## Work to be completed
Convert the lines below into a JSON list of strings, one string per line, leaving out any blank lines.

## Data records
■ ■ ■ ■

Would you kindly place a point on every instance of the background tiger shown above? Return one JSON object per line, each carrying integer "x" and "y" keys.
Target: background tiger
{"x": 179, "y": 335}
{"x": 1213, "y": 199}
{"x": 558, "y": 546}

■ ■ ■ ■

## Task result
[
  "Would you kindly place a point on every instance of the background tiger shown above? Return one JSON object per line, each carrying integer \"x\" and \"y\" keys.",
  "Target: background tiger",
  "{\"x\": 179, \"y\": 335}",
  "{\"x\": 1213, \"y\": 199}",
  "{\"x\": 558, \"y\": 546}"
]